Exercise - Every line of the data must appear again in the answer, exactly as written.

(Extracted records)
[Start of section]

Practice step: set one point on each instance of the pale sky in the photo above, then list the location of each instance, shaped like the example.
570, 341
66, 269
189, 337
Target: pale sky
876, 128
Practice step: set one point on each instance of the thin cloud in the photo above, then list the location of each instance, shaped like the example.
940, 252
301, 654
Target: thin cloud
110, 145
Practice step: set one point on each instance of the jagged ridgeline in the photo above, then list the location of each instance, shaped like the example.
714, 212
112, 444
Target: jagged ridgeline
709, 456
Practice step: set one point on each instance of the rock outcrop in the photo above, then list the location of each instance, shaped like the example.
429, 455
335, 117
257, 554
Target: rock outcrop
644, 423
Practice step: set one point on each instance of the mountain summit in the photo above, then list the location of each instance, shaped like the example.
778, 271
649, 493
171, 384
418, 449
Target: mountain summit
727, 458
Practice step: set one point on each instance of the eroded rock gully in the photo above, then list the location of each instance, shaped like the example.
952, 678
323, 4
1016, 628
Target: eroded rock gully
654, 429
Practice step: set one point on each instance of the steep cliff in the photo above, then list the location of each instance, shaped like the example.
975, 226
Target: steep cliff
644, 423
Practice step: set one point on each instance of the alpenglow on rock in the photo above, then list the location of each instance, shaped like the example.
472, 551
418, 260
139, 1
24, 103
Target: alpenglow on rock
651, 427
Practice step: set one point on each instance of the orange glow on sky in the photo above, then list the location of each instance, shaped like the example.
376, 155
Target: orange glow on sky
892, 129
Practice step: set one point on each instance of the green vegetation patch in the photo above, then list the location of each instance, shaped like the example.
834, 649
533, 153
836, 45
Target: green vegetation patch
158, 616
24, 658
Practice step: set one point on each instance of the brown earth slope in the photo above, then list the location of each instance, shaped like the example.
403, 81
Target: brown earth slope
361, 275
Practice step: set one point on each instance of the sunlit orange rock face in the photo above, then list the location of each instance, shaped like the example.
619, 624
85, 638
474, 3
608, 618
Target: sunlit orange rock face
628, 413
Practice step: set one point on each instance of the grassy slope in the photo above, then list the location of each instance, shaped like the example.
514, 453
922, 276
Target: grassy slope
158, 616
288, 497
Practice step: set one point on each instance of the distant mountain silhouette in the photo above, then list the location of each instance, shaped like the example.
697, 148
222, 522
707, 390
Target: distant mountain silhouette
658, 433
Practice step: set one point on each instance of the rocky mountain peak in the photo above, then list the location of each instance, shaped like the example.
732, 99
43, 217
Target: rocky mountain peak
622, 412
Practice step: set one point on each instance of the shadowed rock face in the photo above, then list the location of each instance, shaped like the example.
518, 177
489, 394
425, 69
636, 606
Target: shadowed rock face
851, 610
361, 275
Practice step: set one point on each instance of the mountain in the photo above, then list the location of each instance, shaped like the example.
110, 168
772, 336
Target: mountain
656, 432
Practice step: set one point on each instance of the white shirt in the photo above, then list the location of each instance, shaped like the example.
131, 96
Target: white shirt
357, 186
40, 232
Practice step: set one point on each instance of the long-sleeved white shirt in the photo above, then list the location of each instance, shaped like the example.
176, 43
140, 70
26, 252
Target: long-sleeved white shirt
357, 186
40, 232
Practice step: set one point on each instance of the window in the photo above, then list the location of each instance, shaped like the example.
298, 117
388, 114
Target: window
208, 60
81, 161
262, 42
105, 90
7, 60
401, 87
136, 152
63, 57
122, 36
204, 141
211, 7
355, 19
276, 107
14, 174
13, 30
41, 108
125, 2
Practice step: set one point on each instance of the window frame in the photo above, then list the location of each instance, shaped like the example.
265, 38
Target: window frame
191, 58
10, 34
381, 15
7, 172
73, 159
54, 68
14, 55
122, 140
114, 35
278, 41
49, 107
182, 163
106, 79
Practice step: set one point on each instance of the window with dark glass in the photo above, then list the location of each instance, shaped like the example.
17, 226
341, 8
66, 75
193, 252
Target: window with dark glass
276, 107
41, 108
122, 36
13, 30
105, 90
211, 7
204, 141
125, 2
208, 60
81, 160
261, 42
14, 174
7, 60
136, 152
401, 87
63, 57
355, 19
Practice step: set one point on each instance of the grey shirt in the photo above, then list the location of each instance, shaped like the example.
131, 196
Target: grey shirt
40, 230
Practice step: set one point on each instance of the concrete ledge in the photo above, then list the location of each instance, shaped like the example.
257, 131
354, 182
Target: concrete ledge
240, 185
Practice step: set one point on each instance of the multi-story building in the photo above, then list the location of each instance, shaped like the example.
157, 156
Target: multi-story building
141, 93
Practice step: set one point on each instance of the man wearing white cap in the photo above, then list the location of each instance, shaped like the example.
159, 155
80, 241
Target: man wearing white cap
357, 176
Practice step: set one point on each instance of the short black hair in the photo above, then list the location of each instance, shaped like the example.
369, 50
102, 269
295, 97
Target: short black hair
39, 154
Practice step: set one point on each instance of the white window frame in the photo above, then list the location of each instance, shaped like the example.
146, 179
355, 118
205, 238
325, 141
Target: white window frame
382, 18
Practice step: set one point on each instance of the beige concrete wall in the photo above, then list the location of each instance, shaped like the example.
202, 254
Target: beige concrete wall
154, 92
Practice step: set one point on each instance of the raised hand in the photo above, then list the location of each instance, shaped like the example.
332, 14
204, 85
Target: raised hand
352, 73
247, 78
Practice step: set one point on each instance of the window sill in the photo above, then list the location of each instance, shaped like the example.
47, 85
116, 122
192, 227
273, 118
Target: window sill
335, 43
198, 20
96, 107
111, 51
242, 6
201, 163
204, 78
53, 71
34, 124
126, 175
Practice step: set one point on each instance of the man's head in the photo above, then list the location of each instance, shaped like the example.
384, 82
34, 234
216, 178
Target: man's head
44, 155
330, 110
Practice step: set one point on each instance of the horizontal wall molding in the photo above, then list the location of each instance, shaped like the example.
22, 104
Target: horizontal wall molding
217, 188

[End of section]

Solution for this problem -
Practice step: set one point on each instance of the pale sky in the photo above, then list the location of each instance, shaped like the example.
570, 341
66, 269
189, 337
Target: pale sky
876, 128
Practice step: set one point on each instance of the thin cloud in the photo above, then list the location of each instance, shaped like the example.
940, 252
301, 654
Target: thin cloud
110, 145
Practice step: set one point on each instance of the jagged ridgeline in the photo above, then list the location of each instance, shaped like the example.
714, 212
112, 444
Target: jagged ridgeline
709, 456
Practice step: set one point on each instance of the rock outcrop in the photo above, then list the location of each instance, shaped like the example.
429, 455
335, 117
257, 554
Target: rock outcrop
644, 423
Practice step: set one point on each instance of the mountain summit in the photo above, then list the location of each instance, shaped like the example.
778, 271
649, 493
171, 384
418, 449
Target: mountain summit
727, 458
Practice step: set one point on each instance of the eroded rock gully in the photo above, then list the location of each instance, shaped like the example.
952, 678
323, 4
1016, 628
Target: eroded rock gully
654, 429
Practice step: set one point on each instance of the steep cliff in the photo above, then list the location of each instance, shaped like the example.
975, 226
Target: steep cliff
644, 423
Practice step: set one point on each instance of the alpenglow on rock in the photo above, then list the location of each instance, shaped like the example.
472, 551
418, 260
139, 1
24, 103
Target: alpenglow on rock
651, 427
Practice step: set one point on each instance of the orange glow on sky in the photo above, then list the location of each instance, shaped like the example.
376, 155
Target: orange glow on sky
892, 129
Practice step: set one point on each instance of the green vegetation patch in the photo above, then list the location of each instance, shaped like the example.
834, 649
533, 153
836, 45
Target: green vegetation patch
158, 616
24, 658
Practice step: set one point on each instance of the brown earth slope in the photo above, then list the location of each instance, shaped like the example.
403, 81
Target: brown earth slope
361, 275
Practice step: set one point on each instance of the sunlit orange rock face in the photo above, then list the location of each instance, shaped like the example.
619, 624
85, 638
474, 3
608, 618
Target: sunlit orange rock face
628, 413
Practice step: set one point on each instance of the grassy slope in the photo above, then list the location of each instance, shaped like the example.
514, 453
922, 276
Target: grassy slope
158, 616
288, 497
Practice step: set one point on each instance of the distant mountain silhouette in the photo above, then list the location of each instance, shaped like the example.
697, 148
222, 522
707, 390
Target: distant mountain silhouette
658, 433
Practice step: set one point on each instance of the rocky mountain peak in the photo above, then list the location of each instance, shaped like the example.
732, 99
43, 217
Target: rocky mountain peak
622, 412
Practice step: set one point on each instance of the shadowed rock face in the photo above, then list the location of each instance, shaped like the example.
518, 177
489, 394
425, 69
636, 606
Target: shadowed rock face
851, 610
361, 275
Practice step: set one point on each instance of the mountain in the photo above, then list the location of each instance, shaped like the example.
110, 168
772, 336
Target: mountain
656, 432
Practice step: set one point on each instance of the white shirt in the photo above, then list the location of each instance, shaped like the example.
131, 96
Target: white shirt
357, 186
40, 232
Practice step: set one point on each instance of the long-sleeved white shirt in the photo above, then list the location of each instance, shaped like the example.
176, 43
140, 70
26, 252
Target: long-sleeved white shirt
357, 186
40, 232
Practice step: set one point on each instance of the window in the photo above, then list the location of each instance, shaped like the example.
298, 117
388, 114
Target: window
208, 60
81, 161
262, 42
105, 90
7, 60
401, 87
136, 152
63, 57
122, 36
204, 141
211, 7
355, 19
276, 107
14, 174
13, 30
41, 108
125, 2
Practice step: set one point on each instance of the window frame in the photo above, then list the location of each instance, shaped like the example.
265, 38
Target: window frame
191, 58
10, 34
381, 15
7, 172
73, 159
54, 68
14, 55
122, 140
114, 35
278, 41
49, 107
182, 163
106, 79
Practice step: set one point on each instance of the window with dark glass in the photo above, then list the location of each instance, shaped like the example.
17, 226
341, 8
66, 75
193, 252
Target: window with dark glass
276, 107
41, 108
122, 36
13, 30
105, 90
211, 7
204, 141
125, 2
208, 60
81, 160
261, 42
14, 174
7, 60
136, 152
401, 87
63, 57
355, 19
Practice step: set one point on each instance of the grey shirt in the photo above, then list the location of each instance, shaped like the example.
131, 196
Target: grey shirt
40, 230
Practice step: set one point on each instance of the concrete ledge in the photo above, then list the location of each instance, shaped like the example.
257, 131
354, 182
Target: concrete ledge
240, 185
Practice step: set one point on each instance of the multi-story building in the photo above, then list the location of each instance, shaped like the example.
157, 156
Target: multi-story building
141, 93
Practice step: set one point on each instance of the man wearing white cap in the photo above, then list the location of each instance, shaped like the example.
159, 155
80, 241
Target: man wearing white cap
357, 176
Practice step: set one point on each instance of the short black hair in the photo above, then list the location of each instance, shaped like the example.
369, 50
102, 269
295, 97
Target: short black hair
39, 154
Practice step: set one point on each instance of the white window frame in the photo above, then list the location of each instance, shaped like the example.
146, 179
355, 118
205, 238
325, 141
Target: white window frame
382, 18
Practice step: set one point on each instance of the beige concrete wall in the photo above, then list the location of each instance, shaped like the example.
202, 254
Target: beige concrete wall
154, 92
Practice step: set one point on each instance of the raised hand in the photo above, then list the location of each instance, shaped like the example.
332, 14
204, 85
Target: raised hand
352, 73
247, 78
Practice step: set one point on each instance of the window sill in the photo above, then list the location of each instance, shaped like the example.
47, 85
116, 122
192, 227
273, 118
Target: window sill
335, 43
198, 20
96, 107
111, 51
242, 6
201, 163
204, 78
53, 71
34, 124
126, 175
Practice step: set one point on each instance of the man's head in the photo above, then list the location of each instance, shaped like the example.
384, 82
34, 234
216, 178
Target: man's head
44, 155
330, 110
Practice step: set one point on each instance of the horizontal wall molding in the photo above, then list the location of each instance, shaped like the example.
22, 104
Target: horizontal wall molding
217, 188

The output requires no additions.